— DATA EXTRACTS —
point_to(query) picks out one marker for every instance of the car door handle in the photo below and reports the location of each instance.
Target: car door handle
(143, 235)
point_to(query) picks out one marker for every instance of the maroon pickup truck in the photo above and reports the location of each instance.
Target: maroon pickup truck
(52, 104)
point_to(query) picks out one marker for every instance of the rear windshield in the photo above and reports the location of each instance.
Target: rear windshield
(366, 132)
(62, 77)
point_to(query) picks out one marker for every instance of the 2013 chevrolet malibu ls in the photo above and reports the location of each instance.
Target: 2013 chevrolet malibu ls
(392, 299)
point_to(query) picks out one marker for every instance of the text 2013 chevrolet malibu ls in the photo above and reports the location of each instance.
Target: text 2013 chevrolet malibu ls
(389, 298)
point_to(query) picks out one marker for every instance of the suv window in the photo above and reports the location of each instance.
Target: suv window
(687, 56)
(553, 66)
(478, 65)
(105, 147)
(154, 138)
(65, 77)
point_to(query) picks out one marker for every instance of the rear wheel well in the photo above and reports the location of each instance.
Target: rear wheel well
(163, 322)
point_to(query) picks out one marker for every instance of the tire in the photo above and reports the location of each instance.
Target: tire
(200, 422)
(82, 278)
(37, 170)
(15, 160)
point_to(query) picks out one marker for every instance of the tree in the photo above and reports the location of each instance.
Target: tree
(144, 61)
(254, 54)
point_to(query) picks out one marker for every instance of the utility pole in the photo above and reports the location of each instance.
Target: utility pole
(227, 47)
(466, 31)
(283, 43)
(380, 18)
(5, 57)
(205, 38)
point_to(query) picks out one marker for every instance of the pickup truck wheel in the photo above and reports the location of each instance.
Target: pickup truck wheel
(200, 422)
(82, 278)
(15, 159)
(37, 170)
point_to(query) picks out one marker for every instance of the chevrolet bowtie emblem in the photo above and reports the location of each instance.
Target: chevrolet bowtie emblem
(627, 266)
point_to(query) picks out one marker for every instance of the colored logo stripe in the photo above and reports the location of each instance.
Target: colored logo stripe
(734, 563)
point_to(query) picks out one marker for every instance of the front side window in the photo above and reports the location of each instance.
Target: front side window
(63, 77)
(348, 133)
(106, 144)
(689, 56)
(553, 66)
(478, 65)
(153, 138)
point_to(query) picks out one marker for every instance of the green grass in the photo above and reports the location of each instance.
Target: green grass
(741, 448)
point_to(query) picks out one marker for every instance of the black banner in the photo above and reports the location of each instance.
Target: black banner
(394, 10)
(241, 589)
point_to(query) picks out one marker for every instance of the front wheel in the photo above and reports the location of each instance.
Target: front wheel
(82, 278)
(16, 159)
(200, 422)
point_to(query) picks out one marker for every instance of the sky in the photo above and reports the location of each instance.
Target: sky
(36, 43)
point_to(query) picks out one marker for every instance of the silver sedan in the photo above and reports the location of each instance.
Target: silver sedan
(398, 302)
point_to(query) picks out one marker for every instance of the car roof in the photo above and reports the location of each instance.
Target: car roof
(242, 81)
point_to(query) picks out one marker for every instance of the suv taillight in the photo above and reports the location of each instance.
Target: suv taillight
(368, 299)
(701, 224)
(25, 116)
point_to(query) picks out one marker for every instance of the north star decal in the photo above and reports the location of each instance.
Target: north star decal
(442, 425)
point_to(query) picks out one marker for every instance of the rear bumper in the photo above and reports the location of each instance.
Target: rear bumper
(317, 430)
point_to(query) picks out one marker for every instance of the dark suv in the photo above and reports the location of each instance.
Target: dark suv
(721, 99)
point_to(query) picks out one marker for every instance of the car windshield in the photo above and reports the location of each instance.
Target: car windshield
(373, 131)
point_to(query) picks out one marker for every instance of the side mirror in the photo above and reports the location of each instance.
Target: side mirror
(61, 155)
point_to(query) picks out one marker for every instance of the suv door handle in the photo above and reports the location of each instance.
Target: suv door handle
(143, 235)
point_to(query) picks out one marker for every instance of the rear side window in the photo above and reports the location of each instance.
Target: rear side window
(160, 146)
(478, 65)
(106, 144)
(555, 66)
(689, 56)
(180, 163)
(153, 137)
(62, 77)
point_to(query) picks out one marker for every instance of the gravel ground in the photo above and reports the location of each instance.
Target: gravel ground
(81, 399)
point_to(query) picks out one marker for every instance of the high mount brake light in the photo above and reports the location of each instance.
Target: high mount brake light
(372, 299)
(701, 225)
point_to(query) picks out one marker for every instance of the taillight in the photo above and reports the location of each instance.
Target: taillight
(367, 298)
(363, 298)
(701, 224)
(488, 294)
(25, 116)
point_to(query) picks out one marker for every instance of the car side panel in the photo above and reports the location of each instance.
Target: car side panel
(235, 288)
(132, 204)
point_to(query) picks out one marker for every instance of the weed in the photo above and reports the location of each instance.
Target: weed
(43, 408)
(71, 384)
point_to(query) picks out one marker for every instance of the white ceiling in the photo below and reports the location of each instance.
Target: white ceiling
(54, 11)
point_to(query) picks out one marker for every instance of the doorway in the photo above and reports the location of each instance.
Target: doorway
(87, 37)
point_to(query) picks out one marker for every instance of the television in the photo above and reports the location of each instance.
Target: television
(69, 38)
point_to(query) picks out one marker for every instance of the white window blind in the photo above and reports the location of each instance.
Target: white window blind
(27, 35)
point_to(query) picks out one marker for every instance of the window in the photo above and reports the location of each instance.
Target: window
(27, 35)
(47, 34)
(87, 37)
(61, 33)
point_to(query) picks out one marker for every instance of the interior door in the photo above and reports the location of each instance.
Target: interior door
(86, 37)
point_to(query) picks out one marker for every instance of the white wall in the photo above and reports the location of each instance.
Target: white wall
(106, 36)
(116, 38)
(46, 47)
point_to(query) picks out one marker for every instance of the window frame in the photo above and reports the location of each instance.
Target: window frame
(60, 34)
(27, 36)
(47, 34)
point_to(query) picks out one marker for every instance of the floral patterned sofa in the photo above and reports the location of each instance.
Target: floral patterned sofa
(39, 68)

— TASK STATEMENT —
Within the listing above, copy each line that has the string "below".

— RESPONSE TO THIS TASK —
point_to(query) picks out one marker for every instance of the car door handle in the photo below and reports the location of each instance.
point_to(query) picks out one marker for every instance of the white ceiling in the photo below and reports the location of each instance.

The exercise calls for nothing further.